Page:

· · ·

As describe above, the controller 44 may transition a feedstock supply to a gasifier 14 from the second pump train 89 to the first pump train 79. After a transition is complete, the transitional feedstock supply system 12 may be configured so that the controller 44 may transition a feedstock supply to a gasifier 14 from the first pump train 79 to the second pump train 89. In an embodiment, the controller 44 may transition from the first pump train 79 back to the second pump train 89 by controlling valve 115 like valve 114 and controlling valve 104 like valve 148 as described above. In this embodiment, the second pump 80 supplies feedstock through the second supply conduit 84 and second conduit loop 86 to the pressure vessel 38 to raise pressure of the pressure vessel 38 to the threshold pressure, and the controller 44 may control valve 119 like valve 118 as described above for the transition back to the second pump 80.
A substantially constant flow rate may permit continuous operation of the gasifier 14 at a steady rate during the transition stage. A substantially constant flow rate may be a flow rate within approximately ±1, 2, 3, 4, or 5 percent of a desired flow rate. In some embodiments, greater flow rates may be permissible where excess flow may be vented and/or flared. Interrupted or unsteady flows may trip a sensor 132 in the gasifier 14, causing the gasifier 14 to shut down. During the transition stage, the controller 44 may progressively increase the first pump 70 flow rate to maintain the flow rate to the gasifier 14 as controller 44 progressively decreases the second pump 80 flow rate. The controller 44 may affect the flow rate of the first 70 and second 80 pumps by adjusting the speed of the first 78 and second 88 electric motors. Decreasing the flow rate of the pump 80 may cause less wear to the pump 80 than the wear to the valve 104 caused by restricting the flow through the valve 104. In some embodiments, the flow rate of the second pump 80 may be manually reduced and the controller 44 may automatically increase the flow rate of the first pump 70 to maintain the constant flow rate.
The controller 44 may monitor and adjust conditions within the IGCC system 10 through numerous sensors 132, actuators, and controls. Sensors 132 may include but are not limited to pressure sensors, flow rate sensors, temperature sensors, position sensors, and feedstock supply chamber gauges. In some embodiments, the controller 44 may monitor the pressure, flow rate, temperature, position of valves, and feedstock supply levels, and combinations thereof, for each pump train 79, 89. The controller 44 may display monitored conditions on a display panel to inform an operator of monitored conditions and to prompt operator action. In some embodiments, the controller 44 may monitor a pump train 79, 89 for unscheduled events.
In some embodiments, the transitional feedstock supply system 12 may transition over several hours. Alternatively, the system 12 may transition over the course of between 5 to 30 minutes. At the end of the transition stage, the controller 44 may stop the flow of the second feedstock from the second pump 80 and close the first loop valve 114 as the controller 44 controls the first pump 70 to supply the first feedstock to the gasifier 14 at the desired flow rate. In some embodiments, the controller 44 may purge the pressure vessel 38 and first conduit loop 76 of the first feedstock for maintenance or in preparation for the next transition. Once the second pump 80 is stopped, the controller 44 may isolate and/or purge (e.g., with an inert purge gas or water) the second pump train 89, including the second pump 80, the second feedstock supply chamber 82, and at least parts of the second supply conduit 84 and second conduit loop 86. After the second pump train 89 is isolated and repaired, and/or cleaned, the controller 44 may be configured to change from the first feedstock supply back to the second feedstock supply to the gasifier 14 in substantially the same manner as the second feedstock supply was changed to the first feedstock supply.

· · ·

Data shown:
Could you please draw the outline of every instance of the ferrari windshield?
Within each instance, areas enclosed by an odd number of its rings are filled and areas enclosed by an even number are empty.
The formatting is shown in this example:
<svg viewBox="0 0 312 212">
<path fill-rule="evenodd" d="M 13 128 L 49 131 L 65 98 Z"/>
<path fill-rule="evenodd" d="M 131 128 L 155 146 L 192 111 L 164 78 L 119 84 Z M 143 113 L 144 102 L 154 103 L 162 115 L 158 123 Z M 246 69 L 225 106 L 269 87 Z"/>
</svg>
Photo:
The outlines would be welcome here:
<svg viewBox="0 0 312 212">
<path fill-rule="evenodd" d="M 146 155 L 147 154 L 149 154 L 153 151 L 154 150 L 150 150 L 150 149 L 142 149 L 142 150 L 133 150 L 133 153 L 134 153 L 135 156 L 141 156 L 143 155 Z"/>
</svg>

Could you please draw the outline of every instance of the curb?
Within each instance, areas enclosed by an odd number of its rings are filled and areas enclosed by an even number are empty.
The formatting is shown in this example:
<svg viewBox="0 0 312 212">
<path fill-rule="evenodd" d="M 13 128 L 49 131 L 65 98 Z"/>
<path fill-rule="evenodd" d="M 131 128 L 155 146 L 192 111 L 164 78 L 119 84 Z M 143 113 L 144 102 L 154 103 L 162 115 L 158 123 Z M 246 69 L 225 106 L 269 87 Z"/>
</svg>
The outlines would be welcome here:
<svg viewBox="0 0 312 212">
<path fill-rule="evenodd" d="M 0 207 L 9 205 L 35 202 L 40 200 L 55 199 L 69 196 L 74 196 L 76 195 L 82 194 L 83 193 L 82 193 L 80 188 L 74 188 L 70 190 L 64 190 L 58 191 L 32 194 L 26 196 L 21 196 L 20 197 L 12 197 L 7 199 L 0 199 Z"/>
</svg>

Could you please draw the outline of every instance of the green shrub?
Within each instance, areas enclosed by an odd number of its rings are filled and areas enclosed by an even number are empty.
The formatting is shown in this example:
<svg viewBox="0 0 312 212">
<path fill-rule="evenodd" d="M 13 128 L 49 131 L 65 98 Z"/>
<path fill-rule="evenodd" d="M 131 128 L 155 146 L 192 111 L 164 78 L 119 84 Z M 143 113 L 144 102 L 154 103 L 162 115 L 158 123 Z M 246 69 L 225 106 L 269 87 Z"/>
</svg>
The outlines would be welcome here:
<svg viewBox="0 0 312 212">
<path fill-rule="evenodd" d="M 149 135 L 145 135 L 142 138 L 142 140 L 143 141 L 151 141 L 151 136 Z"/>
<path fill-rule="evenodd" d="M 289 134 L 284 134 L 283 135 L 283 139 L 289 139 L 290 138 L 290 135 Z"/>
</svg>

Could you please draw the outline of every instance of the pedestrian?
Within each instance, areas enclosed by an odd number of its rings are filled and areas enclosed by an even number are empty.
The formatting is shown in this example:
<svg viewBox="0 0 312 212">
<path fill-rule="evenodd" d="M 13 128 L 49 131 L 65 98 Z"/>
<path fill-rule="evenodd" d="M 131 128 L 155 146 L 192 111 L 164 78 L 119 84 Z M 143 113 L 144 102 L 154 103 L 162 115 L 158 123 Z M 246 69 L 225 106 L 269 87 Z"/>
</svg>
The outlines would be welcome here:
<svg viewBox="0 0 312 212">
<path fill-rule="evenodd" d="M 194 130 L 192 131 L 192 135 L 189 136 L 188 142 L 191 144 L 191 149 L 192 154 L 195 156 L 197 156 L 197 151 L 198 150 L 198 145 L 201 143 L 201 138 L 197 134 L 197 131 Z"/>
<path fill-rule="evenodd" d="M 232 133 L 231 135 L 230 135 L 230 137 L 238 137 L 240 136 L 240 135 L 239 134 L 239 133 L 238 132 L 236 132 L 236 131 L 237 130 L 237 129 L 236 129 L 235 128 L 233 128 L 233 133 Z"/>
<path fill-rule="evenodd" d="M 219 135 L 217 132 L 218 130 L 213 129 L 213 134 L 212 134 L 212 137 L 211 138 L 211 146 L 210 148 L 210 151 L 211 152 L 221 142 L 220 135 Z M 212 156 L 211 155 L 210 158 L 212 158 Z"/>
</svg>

· · ·

Written task: Please list every type of sensor that the gasifier feedstock text says the sensors 132 may include.

Answer:
- Pressure sensors
- Flow rate sensors
- Temperature sensors
- Position sensors
- Feedstock supply chamber gauges